● **Task**: The records below are to be transcribed word for word.

• • • • •

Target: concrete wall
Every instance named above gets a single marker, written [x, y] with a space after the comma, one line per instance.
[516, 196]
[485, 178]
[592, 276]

• • • • •

● **Solution to the exercise**:
Target: concrete wall
Every instance named above gets a single marker, written [x, y] with a space after the comma, one line per instance.
[516, 196]
[485, 178]
[592, 276]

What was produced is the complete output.